START SUPPLIED PASSAGE
Understanding Luck: What It Is and How to Control It

Luck is quite an interesting concept. When we look at ancient man, and the cultural traditions that developed within ancient societies, we can easily understand why the concept of luck played such an important role in early societies. Early rains and an abundant harvest might be easily explained by today’s current meteorological understanding, but to ancient civilizations it was seen as good luck or fortune sent from the gods and goddesses on high. Likewise, a drought or other natural disaster often was attributed to bad luck.

Nowadays we have a better understanding of the science of luck beyond superstition, and can correctly equate what is and what isn’t affected by the hand of chance–but this hasn’t kept people from losing millions on roulette wheels in Las Vegas, or on video slot machines and other lotteries around the rest of the world. It also hasn’t stopped young dreamers from pursuing unlikely ambitions, even though, statistically, they don’t stand a chance of ever “breaking through” to a mainstream market or “making it” as a professional in their field.
END SUPPLIED PASSAGE
#### TASKS TO PERFORM
- a) According to the passage on luck, how did ancient civilizations see early rains and an abundant harvest?
- b) Reproduce the passage on luck word for word, starting with "Luck is quite" and going on through "to bad luck.".
START RECORDS
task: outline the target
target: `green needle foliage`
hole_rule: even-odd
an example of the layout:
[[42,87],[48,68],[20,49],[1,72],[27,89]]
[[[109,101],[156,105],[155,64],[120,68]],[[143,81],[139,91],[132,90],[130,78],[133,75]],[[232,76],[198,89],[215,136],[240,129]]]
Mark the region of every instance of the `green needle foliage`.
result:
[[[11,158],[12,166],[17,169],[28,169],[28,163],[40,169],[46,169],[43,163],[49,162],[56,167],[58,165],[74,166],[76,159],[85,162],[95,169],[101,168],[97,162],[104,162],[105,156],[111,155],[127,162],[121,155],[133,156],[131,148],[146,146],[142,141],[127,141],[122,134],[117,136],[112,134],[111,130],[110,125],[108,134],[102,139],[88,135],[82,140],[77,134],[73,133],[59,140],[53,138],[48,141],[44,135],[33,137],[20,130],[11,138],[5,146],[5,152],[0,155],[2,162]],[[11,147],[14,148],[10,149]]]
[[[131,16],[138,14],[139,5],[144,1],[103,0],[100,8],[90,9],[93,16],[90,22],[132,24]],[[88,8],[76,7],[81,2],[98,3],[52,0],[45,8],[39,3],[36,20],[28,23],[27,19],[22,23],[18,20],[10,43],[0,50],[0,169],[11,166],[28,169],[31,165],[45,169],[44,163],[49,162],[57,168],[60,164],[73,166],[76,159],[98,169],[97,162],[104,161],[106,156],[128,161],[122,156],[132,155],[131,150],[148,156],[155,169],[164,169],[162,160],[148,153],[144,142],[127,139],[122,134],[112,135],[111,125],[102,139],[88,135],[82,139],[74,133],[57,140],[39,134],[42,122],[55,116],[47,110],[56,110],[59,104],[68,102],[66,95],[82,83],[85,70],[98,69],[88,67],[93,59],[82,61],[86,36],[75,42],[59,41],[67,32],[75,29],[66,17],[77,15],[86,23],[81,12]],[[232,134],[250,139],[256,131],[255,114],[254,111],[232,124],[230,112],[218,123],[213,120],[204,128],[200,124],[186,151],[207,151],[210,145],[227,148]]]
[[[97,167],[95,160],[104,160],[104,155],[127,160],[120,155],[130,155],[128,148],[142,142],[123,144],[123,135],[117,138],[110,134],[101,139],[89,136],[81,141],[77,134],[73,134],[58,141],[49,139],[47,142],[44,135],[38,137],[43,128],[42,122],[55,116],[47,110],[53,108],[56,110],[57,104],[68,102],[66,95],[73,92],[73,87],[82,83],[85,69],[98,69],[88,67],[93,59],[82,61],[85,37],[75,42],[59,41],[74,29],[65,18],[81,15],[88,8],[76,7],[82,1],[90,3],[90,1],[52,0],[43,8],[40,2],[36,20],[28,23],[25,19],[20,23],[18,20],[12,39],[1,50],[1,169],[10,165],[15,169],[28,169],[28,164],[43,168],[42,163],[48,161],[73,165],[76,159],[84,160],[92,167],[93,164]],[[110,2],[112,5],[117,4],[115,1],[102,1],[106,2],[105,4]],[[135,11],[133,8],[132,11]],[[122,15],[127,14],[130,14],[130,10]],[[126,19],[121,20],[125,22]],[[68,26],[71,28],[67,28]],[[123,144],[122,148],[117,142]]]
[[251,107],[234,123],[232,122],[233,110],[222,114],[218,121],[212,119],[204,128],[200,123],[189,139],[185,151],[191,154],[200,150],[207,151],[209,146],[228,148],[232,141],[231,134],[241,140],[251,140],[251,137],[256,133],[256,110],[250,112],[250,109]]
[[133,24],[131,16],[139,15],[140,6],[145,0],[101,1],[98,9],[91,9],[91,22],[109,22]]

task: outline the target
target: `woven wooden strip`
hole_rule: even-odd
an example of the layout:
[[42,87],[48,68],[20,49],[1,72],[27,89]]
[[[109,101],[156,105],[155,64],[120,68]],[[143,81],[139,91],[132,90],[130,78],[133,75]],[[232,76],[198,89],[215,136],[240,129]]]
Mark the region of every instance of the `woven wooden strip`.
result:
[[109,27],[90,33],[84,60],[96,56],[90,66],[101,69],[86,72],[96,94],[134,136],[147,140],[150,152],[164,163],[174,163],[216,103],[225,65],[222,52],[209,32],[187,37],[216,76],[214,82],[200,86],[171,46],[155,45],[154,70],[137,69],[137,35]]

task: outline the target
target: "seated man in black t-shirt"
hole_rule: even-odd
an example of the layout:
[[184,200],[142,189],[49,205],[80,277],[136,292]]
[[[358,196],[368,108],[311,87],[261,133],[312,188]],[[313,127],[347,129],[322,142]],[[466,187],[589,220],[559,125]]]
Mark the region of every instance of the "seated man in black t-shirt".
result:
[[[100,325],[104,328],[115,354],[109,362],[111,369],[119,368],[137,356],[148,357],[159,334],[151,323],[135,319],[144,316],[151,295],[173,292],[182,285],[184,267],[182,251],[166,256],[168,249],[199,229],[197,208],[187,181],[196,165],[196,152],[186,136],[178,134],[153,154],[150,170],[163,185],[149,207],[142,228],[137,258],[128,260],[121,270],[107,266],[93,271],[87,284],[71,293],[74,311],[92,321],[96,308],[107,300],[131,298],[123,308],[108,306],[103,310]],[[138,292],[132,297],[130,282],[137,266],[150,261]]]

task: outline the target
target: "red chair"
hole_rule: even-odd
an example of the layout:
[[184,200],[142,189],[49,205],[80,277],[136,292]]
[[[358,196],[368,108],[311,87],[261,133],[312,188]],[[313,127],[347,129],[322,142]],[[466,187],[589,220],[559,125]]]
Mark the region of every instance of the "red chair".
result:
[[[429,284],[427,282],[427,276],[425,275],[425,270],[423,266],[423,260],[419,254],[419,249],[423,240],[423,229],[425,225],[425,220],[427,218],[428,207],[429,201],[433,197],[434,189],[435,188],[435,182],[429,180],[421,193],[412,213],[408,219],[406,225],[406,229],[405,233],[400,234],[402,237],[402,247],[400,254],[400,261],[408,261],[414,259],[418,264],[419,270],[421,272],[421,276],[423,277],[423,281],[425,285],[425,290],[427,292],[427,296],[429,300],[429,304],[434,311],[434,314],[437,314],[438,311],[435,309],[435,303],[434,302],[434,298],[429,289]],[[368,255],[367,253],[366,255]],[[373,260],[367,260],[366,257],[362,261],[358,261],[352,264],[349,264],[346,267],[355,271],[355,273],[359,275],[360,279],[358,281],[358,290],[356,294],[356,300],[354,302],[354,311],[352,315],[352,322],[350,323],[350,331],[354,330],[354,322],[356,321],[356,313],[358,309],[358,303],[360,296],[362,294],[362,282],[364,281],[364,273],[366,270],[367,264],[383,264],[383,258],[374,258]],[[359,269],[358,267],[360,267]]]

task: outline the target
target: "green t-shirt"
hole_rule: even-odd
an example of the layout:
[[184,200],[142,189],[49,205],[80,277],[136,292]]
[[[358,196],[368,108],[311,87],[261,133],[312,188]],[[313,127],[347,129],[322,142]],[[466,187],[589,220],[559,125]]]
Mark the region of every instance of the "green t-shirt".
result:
END RECORDS
#### TASK-BY-TASK SOLUTIONS
- a) They saw them as good luck or fortune sent from the gods and goddesses on high.

- b)
Luck is quite an interesting concept. When we look at ancient man, and the cultural traditions that developed within ancient societies, we can easily understand why the concept of luck played such an important role in early societies. Early rains and an abundant harvest might be easily explained by today’s current meteorological understanding, but to ancient civilizations it was seen as good luck or fortune sent from the gods and goddesses on high. Likewise, a drought or other natural disaster often was attributed to bad luck.